● **Activity**
Leave out the pictures and restate every entry word for word.

● **Listed records**
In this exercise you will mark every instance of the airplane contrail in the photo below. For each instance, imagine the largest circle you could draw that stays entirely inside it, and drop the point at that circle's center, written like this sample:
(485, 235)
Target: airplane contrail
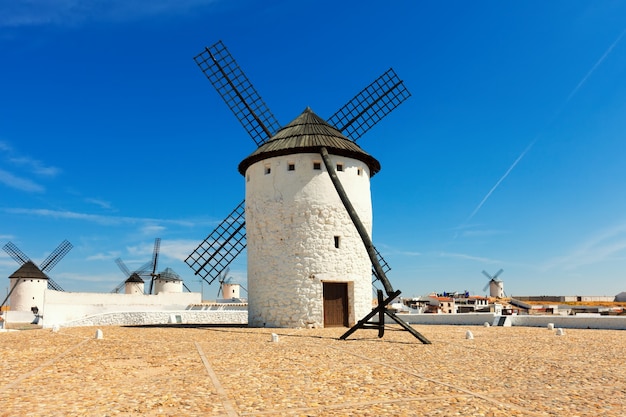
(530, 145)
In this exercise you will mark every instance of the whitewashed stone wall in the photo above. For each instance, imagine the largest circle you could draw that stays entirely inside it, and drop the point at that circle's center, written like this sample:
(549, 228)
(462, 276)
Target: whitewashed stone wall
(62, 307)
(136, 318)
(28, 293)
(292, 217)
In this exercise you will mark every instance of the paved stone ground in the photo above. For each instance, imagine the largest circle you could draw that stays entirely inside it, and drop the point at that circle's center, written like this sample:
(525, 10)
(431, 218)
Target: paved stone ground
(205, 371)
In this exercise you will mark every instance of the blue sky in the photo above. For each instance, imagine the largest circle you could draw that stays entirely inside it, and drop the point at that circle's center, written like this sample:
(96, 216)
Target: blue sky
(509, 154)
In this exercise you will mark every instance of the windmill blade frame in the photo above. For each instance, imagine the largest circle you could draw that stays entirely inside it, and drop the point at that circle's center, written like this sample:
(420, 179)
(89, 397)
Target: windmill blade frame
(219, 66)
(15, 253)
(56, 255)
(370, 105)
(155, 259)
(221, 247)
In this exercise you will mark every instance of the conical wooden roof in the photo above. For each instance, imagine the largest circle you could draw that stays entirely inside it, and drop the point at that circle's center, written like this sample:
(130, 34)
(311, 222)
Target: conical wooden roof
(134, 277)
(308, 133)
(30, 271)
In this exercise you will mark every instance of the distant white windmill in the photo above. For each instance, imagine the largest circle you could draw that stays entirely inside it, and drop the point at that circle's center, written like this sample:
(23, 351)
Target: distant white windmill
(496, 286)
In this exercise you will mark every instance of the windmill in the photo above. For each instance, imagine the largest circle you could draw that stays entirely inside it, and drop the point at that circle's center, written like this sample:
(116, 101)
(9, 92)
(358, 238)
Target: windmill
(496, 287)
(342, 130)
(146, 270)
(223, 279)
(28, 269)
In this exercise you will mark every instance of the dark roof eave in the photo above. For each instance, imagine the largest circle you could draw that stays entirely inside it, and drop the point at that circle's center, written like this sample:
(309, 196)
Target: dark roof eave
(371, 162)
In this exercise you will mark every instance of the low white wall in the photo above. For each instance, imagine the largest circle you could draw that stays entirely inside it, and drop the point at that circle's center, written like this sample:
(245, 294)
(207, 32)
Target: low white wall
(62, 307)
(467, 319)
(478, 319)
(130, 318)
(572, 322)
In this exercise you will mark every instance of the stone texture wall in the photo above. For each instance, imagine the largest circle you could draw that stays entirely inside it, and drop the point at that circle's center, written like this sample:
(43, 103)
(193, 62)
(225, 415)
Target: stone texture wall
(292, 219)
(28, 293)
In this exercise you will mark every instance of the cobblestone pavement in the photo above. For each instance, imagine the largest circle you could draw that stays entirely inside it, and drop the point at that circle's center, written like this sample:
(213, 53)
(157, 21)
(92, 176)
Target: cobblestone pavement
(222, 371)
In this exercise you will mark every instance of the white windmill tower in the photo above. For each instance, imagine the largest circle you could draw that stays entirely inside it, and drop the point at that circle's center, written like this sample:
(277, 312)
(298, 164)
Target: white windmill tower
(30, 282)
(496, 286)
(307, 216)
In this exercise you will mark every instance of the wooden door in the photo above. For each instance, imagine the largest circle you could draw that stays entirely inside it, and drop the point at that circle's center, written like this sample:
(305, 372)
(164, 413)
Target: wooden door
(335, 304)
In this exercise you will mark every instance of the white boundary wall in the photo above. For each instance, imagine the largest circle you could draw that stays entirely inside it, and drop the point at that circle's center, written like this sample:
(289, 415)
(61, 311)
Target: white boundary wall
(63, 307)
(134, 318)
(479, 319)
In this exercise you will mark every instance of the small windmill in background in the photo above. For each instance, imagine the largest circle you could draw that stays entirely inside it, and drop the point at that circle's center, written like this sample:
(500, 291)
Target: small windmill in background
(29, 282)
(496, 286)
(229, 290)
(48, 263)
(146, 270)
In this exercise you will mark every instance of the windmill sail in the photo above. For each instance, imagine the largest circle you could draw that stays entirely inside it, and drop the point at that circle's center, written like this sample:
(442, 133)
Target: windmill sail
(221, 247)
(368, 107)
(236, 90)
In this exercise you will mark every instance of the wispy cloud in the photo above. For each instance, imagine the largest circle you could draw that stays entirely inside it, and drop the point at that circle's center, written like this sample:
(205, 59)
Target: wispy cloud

● **Answer box**
In this exercise you will mark every instance of the airplane contrail in the photo below. For each instance, imagine the largest circle you could draw that stays entirely inside it, and drop the point at that circle's center, written like this sample:
(485, 235)
Target: airplane contrail
(530, 145)
In this exercise you will mark every instance of the whitewashed stone wall in the photo above. For each instance, imagine the largest circle you could draw that stays entirely inside it, and drop the point at that circle's center, written like this sample:
(549, 228)
(462, 276)
Target: whitewashed stone wall
(62, 307)
(136, 318)
(28, 293)
(292, 217)
In this exercise you will mark every instance of the paved stone ground in the photo above. For each instance, imagine the largest circle you could draw that stays entirely inside it, and drop the point at that circle's center, written like this sample:
(525, 10)
(431, 218)
Target: paved stone ground
(205, 371)
In this exercise you will mark every instance of the blue sky in the photo above. For each instance, imagine the largest circle you could draw that stays entirely inside it, and drop the point at that circle's center, written like this sample:
(96, 216)
Target: blue sky
(509, 154)
In this exercise you will mark every instance of the windmill blade frame in the photo above. For each instance, imagine the largest circle you could draw that stays entirely inside it, and drop the point at that circle's center, written like this sample:
(420, 179)
(89, 397)
Target: windmill blade frame
(219, 66)
(15, 253)
(56, 255)
(370, 105)
(155, 259)
(221, 247)
In this exercise you will mark every instance of the conical wooden roof in the photo above. For each instance, imagine the largest circle you could draw that stays entirely inside it, and drop the point at that circle's center, written like this sample:
(130, 34)
(311, 222)
Target: conical wooden roof
(134, 277)
(308, 133)
(30, 271)
In this exercise you will mark every instance of the distant white windmill in the photo above. For each instance, imagine the largest circle you could draw that stays entirely inside it, and drop the point at that circle's center, written like this sample:
(23, 351)
Target: distant white windmill
(496, 286)
In this exercise you will mark every instance of the windmill in the photo above. For each instance, imagine the largest circle you could draw that stays entirely inside it, and drop the point at that circle's center, written like this sample:
(116, 101)
(9, 92)
(358, 238)
Target: windmill
(496, 287)
(342, 130)
(146, 270)
(223, 279)
(28, 269)
In this exercise you will mark every instance of the dark roof eave in the photo above. For each instance, imagine the largest circle you could draw that stays entirely inside it, and drop the point at that circle's center, written like this sample:
(309, 196)
Target: dark roof eave
(371, 162)
In this exercise you will mark every instance of the low white wall in the photo above. For each instance, imagine the largest circle you could draw that stays entirely inside it, and drop the point at that circle's center, written like this sample:
(245, 294)
(207, 32)
Target: low white wall
(62, 307)
(467, 319)
(478, 319)
(130, 318)
(572, 322)
In this exercise you will mark every instance of the stone texture wall in the photo above. For each instance, imagine the largest circle you could draw that stays entirely inside it, and drop the point at that circle's center, written like this sample:
(43, 103)
(193, 62)
(225, 415)
Target: stone texture wall
(292, 219)
(28, 293)
In this exercise you will mark every instance of the cobblestone pavement in the photo above. For each instance, imagine the largest circle you could draw that stays entirely inside it, and drop the point at that circle's center, written like this sample:
(213, 53)
(157, 21)
(92, 176)
Target: cobblestone pavement
(222, 371)
In this exercise you will mark every instance of the white windmill tower in the photo above. For each instance, imagine the largest circle you could draw that stays entirely inside it, and drop the point at that circle's center, written like this sample:
(277, 312)
(298, 164)
Target: white windmill tower
(30, 282)
(496, 286)
(307, 216)
In this exercise you will mark every instance of the wooden door in the photo above. For each instance, imagine the largest circle you could draw that stays entirely inside it, and drop the point at that circle's center, written like this sample:
(305, 372)
(164, 413)
Target: wooden door
(335, 304)
In this exercise you will mark every instance of the white boundary wall in the photo above. For each instance, imagine the largest circle you could draw that stays entirely inside it, and drop the point at that circle's center, written like this sample:
(289, 415)
(61, 311)
Target: white boundary wall
(63, 307)
(134, 318)
(479, 319)
In this exercise you will mark every instance of the small windmill in background in the photo above. For each instance, imagine the largest circle you could draw that stays entirely inside it, and drop the point at that circle's center, written like this sample:
(500, 291)
Target: small windmill in background
(29, 282)
(496, 286)
(229, 290)
(48, 263)
(146, 270)
In this exercise you will mark every instance of the windmill sail in the photo above. For each instance, imagine the largest circle you could draw that stays entirely inside it, and drop the point at that circle's center, written like this sample:
(442, 133)
Target: windmill sail
(221, 247)
(368, 107)
(236, 90)
In this exercise you will mark every instance of the wispy cloud in the photo above. For each instance, imagine the largest circle you could draw that stays entirely inside it, and drop the point at that circle's center, written like this sample:
(205, 59)
Target: wispy cloud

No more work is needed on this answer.